## Exercise brief
Would you print the records below without changing anything?

## Listed records
[Start of Attachment]

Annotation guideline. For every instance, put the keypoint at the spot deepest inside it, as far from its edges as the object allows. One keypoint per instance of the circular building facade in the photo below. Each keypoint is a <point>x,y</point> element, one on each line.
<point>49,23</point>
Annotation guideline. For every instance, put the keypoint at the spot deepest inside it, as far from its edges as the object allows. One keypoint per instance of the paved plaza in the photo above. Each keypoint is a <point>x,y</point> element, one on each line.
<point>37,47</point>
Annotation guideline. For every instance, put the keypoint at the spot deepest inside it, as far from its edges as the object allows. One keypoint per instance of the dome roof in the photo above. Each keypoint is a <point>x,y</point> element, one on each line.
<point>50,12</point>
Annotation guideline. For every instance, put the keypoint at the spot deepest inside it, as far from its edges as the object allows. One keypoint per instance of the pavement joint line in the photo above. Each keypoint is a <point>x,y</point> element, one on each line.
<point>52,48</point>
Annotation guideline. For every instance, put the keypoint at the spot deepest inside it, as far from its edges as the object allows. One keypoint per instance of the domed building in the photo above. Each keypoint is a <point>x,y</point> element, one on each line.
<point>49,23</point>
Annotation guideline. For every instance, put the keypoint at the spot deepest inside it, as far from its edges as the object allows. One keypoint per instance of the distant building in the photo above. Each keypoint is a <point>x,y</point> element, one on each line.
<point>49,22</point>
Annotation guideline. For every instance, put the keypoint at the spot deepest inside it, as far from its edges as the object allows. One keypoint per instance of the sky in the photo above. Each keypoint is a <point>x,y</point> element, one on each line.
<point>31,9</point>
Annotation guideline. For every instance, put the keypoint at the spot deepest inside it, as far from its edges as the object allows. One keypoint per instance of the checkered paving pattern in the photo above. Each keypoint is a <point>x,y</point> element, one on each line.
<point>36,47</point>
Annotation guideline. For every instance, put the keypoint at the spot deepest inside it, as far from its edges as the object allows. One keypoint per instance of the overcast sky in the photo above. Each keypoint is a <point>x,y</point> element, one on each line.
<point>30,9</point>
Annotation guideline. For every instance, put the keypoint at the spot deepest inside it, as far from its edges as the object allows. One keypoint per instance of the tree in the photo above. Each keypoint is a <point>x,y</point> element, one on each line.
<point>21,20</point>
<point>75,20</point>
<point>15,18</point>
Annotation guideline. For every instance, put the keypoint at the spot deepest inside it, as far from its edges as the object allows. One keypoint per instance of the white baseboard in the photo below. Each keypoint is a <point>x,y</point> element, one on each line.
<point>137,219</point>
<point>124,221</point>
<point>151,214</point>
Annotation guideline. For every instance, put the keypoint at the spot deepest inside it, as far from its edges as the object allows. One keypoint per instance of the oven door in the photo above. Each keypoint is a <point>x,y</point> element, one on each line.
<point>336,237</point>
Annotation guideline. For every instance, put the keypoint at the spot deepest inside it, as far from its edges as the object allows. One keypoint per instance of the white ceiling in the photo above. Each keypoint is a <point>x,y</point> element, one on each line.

[End of Attachment]

## Result below
Annotation guideline. For every instance, put the keypoint at the spot deepest inside it, as far from its edges as the object allows. One keypoint per instance of the circular building facade in the photo below. Each keypoint is a <point>x,y</point> element, one on each line.
<point>49,23</point>
Annotation guideline. For every instance, put the keypoint at the spot deepest inside it, as far from its edges as the object allows. One keypoint per instance of the paved plaza in the photo above. Each keypoint is a <point>x,y</point> element, one on each line.
<point>37,47</point>
Annotation guideline. For every instance, put the keypoint at the spot deepest inside it, as far from its edges as the object allows. One keypoint per instance of the dome roof in the photo above. Each keypoint is a <point>x,y</point> element, one on each line.
<point>50,12</point>
Annotation guideline. For every instance, put the keypoint at the spot deepest inside it, as far from its edges as the object allows. One keypoint per instance of the pavement joint line in the photo above. Each keypoint is a <point>x,y</point> element, one on each line.
<point>52,48</point>
Annotation guideline. For every instance, put the keypoint at the spot deepest inside it, as far from its edges as the object allows. One keypoint per instance of the domed building in the photo above. Each keypoint is a <point>x,y</point> element, one on each line.
<point>49,23</point>
Annotation guideline. For every instance, put the keypoint at the spot deepest inside it, as far from its edges as the object allows. One keypoint per instance of the distant building in the photo above. Each keypoint is a <point>x,y</point> element, one on each line.
<point>49,22</point>
Annotation guideline. For every instance, put the keypoint at the spot deepest inside it, as far from its edges as the object allows. One keypoint per instance of the sky in the photo above. Each keypoint is a <point>x,y</point> element, one on each line.
<point>31,9</point>
Annotation guideline. For every instance, put the keypoint at the spot deepest inside it, as far from its edges as the object allows. One keypoint per instance of the checkered paving pattern in the photo above. Each keypoint is a <point>x,y</point> element, one on each line.
<point>36,47</point>
Annotation guideline. For every instance, put the keypoint at the spot deepest inside it, as far from its edges as the object allows. One keypoint per instance of the overcast sky in the photo above. Each keypoint is a <point>x,y</point> element, one on each line.
<point>30,9</point>
Annotation guideline. For every instance, put the keypoint at the spot deepest inside it, as far from its edges as the object allows. One keypoint per instance of the tree in the photo above. Each keypoint is a <point>x,y</point> element, one on each line.
<point>21,20</point>
<point>75,20</point>
<point>15,18</point>
Annotation guideline. For every instance, put the keypoint at the spot deepest inside it, as far from its edges as the object allows. One keypoint per instance of the white baseboard in the photo below. Each keypoint is a <point>x,y</point> element, one on each line.
<point>137,219</point>
<point>124,221</point>
<point>151,214</point>
Annotation guideline. For every instance, put the keypoint at the spot deepest inside it, as far from its edges as the object allows. One keypoint per instance of the oven door in the photo above. Each keypoint is a <point>x,y</point> element, one on each line.
<point>336,237</point>
Annotation guideline. For every instance, put the keypoint at the spot deepest inside it, as far from its edges as the object allows. One keypoint per instance of the white ceiling in the photo above. Each keypoint is a <point>x,y</point> element, one on each line.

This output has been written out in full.